Supplied passage:
====================

The call for Independent Distribution System Operators (IDSOs) has been going on for some time, and former FERC Chair Jon Wellinghoff and James Tong, vice president of strategy and government affairs at Clean Power Finance, have been among the most vocal proponents. As reported in an August 2014 Utility Dive article, Wellinghoff and Tong are calling for the creation of IDSOs to manage the planning and operations of the distribution network in a manner similar to the way ISOs and RTOs currently manage the transmission system. The article says such an arrangement will allow “solar and other distributed energy resources (DERs) to add more value to the bulk system and cause less stress” and will “ensure new services get delivered efficiently.”
In my May Energy Transitions column, I wrote about the efforts underway in New York and California aimed at transforming the utility business model in those states. While there are significant differences in the approaches taken by each state, both are pursuing some form of an IDSO.
Here’s the question: What are the opportunities and risks surrounding the implementation of IDSOs, and will they answer to the challenges being posed to the distribution grid by solar, storage, electric vehicles and other DER technologies?

====================

Information shown:
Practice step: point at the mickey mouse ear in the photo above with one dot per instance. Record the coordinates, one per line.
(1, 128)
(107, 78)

====================

Tasks to perform:
**a)** Rewrite the stretch of the passage on Independent Distribution System Operators that opens with the words "In my May Energy" and closes with "other DER technologies?", putting "distribution network" in place of "distribution grid".
**b)** Continue the passage on Independent Distribution System Operators from the point where it stops.

Per-task answers:
**a)**
In my May Energy Transitions column, I wrote about the efforts underway in New York and California aimed at transforming the utility business model in those states. While there are significant differences in the approaches taken by each state, both are pursuing some form of an IDSO.
Here’s the question: What are the opportunities and risks surrounding the implementation of IDSOs, and will they answer to the challenges being posed to the distribution network by solar, storage, electric vehicles and other DER technologies?

**b)**
DOUG HOUSEMAN
Ah, yes, the old idea of an independent operator of distribution. How very 1990s. BCG, McKinsey, Anderson Consulting and other large management consulting groups were all pushing the idea of separation of the industry into three groups for each asset:
• An asset owner – someone who could passively invest in infrastructure and collect based on the invested capital.• An asset operator – someone who would handle the day to day operation of the assets (e.g., generation, transmission, distribution, etc.)• An asset maintainer – someone who was responsible for keeping the assets running.The problem quickly became how did you separate the operator from the maintainer and how did you conduct planning with two different entities – the owner and the operator. For transmission, this was much easier than for distribution back in the 1990s, and if anything, the tangle between operator/owner and operator/maintainer has only gotten worse for distribution.
The last estimate that I saw for an IDSO that was done off a reasonable architecture and reasonable requirements was in the neighborhood of $200 million in new capital investment, similar to what it took to stand up a small ISO. That estimate was done almost 20 years ago, and I have not seen an estimate since. So let’s look at what an IDSO needs to know to be able to operate:
I have 40 more slides from the 1990s that show the needs and interfaces for an IDSO.
In short, in the 1990s, a few of us figured out that creating an asset owner at the distribution level meant that the only thing that remained with the owner was a check book. All the engineers, accountants (save the capital ones), billing, linemen and warehouses had to transfer to the asset operator, or the number of interfaces between the asset maintainer, the asset owner and the asset operator would be a bonanza for the likes of IBM and Capgemini. Adding to the problem now is that far more can and will be controllable in the future on the distribution grid, meaning that with this expanded perimeter of people and systems that there are far more avenues of attack than exist today.
So, sure, let’s pony up a few hundred million dollars per state, and build a new state-monitored group to run the distribution grid. Oh, so they are going to run the grid for the munis and coops, too, right? And do the ISO/TSO/RTOs get to the keep the transmission connected customers or do they transfer to the IDSO?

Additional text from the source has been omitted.